§ **MATERIALS PROVIDED**:
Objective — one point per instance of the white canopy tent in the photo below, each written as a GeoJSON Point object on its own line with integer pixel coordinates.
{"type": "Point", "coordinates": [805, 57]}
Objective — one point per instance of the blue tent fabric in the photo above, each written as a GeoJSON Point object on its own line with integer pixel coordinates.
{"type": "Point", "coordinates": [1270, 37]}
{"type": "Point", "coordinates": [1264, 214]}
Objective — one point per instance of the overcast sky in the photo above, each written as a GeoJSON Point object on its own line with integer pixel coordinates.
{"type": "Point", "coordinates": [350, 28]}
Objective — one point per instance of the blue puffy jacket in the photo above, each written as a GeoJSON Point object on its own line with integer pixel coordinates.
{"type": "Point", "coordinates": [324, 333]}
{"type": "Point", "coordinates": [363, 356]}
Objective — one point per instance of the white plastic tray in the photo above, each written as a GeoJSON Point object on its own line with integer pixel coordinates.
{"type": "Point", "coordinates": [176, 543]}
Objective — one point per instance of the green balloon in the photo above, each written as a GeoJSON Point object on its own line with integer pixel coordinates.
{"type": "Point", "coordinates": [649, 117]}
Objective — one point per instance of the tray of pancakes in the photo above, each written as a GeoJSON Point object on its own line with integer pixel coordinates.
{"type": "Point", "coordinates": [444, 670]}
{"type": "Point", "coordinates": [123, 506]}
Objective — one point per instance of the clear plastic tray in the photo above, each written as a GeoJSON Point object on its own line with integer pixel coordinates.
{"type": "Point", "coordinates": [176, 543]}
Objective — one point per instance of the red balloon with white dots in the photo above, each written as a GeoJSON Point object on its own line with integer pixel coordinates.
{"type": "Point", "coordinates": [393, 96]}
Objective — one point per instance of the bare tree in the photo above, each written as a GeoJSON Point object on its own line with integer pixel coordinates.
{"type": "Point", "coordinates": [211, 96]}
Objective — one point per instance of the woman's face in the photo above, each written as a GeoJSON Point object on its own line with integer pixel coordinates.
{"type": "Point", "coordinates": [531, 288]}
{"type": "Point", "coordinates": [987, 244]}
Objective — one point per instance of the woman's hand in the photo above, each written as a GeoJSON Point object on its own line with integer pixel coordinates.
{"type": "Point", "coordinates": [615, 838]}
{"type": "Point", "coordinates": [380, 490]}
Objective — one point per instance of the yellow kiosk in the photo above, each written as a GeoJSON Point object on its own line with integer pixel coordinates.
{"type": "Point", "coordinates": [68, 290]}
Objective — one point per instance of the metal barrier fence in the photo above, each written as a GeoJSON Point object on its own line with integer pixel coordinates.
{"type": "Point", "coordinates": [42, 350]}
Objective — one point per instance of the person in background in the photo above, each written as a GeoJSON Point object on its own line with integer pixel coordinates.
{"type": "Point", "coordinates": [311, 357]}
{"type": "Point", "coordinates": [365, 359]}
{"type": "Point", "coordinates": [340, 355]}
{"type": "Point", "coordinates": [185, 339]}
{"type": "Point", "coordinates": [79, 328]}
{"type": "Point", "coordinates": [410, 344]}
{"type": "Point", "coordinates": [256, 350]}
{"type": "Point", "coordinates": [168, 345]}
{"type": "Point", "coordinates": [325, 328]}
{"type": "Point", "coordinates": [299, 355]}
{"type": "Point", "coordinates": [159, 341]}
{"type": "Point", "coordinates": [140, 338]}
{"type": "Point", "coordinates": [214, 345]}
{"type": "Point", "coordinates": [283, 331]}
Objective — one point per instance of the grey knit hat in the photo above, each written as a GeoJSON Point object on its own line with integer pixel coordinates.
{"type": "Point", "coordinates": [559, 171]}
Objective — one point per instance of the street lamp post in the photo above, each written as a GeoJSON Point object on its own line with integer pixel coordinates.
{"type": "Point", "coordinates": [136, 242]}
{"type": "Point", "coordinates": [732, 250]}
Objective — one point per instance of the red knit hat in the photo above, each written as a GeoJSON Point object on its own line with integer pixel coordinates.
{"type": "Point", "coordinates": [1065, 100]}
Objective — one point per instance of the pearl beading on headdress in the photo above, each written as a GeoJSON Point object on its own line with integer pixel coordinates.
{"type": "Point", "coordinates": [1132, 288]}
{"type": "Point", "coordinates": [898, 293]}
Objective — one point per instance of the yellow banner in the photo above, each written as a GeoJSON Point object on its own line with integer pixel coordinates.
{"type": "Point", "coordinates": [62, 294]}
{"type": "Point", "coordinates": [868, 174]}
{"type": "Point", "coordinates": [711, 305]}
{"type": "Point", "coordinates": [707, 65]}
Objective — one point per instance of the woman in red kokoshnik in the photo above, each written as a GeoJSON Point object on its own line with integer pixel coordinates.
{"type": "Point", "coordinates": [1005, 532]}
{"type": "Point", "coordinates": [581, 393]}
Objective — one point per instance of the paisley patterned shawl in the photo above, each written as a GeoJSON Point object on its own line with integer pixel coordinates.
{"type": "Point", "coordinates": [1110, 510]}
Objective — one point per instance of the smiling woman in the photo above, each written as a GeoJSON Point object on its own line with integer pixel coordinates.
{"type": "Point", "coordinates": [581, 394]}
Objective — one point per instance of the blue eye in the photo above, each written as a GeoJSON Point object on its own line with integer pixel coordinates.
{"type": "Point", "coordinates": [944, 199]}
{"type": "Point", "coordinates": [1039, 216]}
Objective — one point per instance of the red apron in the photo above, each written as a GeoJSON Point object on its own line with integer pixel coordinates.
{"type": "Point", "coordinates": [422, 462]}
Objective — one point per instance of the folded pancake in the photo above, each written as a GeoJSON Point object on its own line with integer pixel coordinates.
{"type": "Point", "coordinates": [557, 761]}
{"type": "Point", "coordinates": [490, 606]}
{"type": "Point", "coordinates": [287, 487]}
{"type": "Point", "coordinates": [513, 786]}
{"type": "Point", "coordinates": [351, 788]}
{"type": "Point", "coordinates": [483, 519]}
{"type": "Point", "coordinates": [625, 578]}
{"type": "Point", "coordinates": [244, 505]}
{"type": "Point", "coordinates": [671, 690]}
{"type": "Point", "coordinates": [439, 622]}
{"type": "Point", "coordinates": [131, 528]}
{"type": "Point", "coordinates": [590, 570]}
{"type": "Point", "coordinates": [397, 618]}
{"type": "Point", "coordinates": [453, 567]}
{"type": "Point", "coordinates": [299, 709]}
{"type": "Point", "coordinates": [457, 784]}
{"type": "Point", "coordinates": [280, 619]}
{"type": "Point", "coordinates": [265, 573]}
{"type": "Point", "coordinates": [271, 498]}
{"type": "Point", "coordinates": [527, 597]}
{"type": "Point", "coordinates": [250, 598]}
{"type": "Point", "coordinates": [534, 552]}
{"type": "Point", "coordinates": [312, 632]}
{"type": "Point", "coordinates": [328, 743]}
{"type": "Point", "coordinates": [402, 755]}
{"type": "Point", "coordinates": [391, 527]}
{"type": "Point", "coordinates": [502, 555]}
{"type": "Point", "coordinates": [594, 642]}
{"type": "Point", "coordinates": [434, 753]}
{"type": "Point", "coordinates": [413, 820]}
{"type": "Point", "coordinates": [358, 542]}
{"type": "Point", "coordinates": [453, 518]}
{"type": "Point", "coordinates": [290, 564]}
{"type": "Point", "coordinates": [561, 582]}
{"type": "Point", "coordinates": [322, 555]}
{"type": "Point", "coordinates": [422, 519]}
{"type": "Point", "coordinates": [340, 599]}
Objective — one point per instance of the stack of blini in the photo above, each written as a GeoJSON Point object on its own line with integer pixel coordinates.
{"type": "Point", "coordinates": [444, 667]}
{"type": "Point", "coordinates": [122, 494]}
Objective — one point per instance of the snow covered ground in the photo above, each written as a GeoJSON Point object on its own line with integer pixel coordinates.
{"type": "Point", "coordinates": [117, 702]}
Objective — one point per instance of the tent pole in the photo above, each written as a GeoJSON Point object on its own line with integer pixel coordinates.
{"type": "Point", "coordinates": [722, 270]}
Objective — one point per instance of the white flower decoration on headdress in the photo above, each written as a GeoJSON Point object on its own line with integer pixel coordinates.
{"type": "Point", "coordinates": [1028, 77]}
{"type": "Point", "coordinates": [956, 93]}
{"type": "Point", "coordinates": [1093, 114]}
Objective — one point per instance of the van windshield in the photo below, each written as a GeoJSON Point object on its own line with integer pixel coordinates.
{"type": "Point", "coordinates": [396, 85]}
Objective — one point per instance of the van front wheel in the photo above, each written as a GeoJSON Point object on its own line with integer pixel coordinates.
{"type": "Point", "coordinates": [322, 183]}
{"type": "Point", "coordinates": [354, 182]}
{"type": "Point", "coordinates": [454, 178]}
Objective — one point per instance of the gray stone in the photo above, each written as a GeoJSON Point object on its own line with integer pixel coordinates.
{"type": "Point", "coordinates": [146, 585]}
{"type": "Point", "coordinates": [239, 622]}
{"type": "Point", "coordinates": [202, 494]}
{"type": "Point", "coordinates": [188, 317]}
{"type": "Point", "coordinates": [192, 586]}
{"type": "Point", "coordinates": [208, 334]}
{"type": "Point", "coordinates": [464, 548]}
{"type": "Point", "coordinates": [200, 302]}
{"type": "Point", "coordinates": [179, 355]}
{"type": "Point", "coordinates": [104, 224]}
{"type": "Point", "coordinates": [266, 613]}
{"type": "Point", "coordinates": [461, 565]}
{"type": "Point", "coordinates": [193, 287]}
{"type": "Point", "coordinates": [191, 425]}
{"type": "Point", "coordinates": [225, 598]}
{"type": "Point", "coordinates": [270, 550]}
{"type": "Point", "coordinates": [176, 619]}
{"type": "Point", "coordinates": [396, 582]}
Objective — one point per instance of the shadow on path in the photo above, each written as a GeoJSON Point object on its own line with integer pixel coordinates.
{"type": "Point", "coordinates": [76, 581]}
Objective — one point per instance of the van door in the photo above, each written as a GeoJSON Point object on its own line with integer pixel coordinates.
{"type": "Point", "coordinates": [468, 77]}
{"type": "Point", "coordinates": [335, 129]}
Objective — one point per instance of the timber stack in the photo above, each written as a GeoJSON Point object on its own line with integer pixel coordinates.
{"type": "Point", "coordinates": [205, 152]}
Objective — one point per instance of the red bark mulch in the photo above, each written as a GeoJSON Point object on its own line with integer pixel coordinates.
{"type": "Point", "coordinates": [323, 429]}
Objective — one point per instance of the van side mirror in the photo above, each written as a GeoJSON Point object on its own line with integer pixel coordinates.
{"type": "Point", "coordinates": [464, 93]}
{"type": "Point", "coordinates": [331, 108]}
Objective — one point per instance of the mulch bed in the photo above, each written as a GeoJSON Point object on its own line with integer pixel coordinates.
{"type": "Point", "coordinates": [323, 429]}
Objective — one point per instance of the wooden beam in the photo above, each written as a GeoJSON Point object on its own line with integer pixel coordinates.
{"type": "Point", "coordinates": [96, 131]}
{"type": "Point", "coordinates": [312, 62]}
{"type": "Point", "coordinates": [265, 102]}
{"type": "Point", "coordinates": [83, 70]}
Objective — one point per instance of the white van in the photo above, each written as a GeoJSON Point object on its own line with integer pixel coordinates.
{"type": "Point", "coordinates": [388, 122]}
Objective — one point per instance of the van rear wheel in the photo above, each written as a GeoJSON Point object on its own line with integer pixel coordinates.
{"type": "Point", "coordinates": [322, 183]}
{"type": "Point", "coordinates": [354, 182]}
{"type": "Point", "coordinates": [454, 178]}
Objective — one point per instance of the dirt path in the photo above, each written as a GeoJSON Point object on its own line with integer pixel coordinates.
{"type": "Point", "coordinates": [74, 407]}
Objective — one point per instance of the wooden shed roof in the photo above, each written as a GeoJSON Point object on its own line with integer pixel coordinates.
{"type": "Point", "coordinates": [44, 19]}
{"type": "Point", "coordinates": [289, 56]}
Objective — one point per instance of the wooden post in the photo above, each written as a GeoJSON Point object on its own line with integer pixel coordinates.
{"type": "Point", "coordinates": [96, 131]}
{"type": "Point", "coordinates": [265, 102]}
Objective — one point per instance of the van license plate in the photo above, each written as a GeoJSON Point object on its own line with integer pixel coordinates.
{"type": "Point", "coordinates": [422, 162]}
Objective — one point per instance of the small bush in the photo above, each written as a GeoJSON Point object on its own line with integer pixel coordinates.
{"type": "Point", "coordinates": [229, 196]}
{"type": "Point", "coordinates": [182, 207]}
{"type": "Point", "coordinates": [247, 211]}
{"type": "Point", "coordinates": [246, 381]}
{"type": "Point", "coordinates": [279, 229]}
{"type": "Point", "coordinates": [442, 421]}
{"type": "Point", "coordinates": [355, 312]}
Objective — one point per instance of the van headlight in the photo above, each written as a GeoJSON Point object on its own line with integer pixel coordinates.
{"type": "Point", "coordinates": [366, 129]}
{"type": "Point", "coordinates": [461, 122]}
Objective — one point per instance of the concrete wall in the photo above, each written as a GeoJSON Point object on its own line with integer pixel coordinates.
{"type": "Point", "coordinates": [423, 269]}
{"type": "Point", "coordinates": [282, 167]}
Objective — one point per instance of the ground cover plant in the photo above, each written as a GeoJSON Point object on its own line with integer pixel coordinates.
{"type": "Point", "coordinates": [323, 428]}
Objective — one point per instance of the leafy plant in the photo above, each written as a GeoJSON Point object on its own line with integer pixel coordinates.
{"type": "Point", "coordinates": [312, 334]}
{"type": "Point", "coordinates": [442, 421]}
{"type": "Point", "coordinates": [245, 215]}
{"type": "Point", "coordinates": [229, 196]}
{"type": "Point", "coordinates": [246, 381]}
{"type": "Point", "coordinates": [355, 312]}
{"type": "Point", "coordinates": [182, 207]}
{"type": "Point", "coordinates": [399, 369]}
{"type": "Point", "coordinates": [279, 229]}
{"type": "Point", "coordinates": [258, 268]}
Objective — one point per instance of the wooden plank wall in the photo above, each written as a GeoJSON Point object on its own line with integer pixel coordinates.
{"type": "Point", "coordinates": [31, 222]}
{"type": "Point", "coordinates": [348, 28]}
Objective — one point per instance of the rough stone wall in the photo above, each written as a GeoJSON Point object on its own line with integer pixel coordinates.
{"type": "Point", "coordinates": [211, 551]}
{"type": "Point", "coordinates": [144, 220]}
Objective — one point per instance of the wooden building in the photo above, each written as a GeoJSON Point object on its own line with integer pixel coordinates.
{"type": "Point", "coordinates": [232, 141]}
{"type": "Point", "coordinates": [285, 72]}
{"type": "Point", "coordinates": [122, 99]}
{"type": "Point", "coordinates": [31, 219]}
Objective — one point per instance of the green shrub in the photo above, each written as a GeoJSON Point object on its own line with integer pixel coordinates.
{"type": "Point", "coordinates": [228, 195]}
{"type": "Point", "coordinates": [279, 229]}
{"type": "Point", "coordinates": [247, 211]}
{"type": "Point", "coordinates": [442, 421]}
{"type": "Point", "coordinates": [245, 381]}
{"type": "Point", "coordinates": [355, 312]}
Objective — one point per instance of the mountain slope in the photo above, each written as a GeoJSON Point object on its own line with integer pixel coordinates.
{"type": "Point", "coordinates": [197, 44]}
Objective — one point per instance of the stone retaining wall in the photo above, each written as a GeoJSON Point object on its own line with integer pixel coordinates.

§ **PROBLEM STATEMENT**: Reproduce exactly, with nothing added, the lines from the one that contains "Objective — one point per instance of the mountain" to the end of the data.

§ **RESULT FOR THIS TASK**:
Objective — one point per instance of the mountain slope in the photo above, each written as a GeoJSON Point object on its own line with integer pixel coordinates.
{"type": "Point", "coordinates": [197, 44]}
Objective — one point per instance of the stone retaining wall in the photo above, each written as a GeoJSON Point object on its own line with integer pixel coordinates.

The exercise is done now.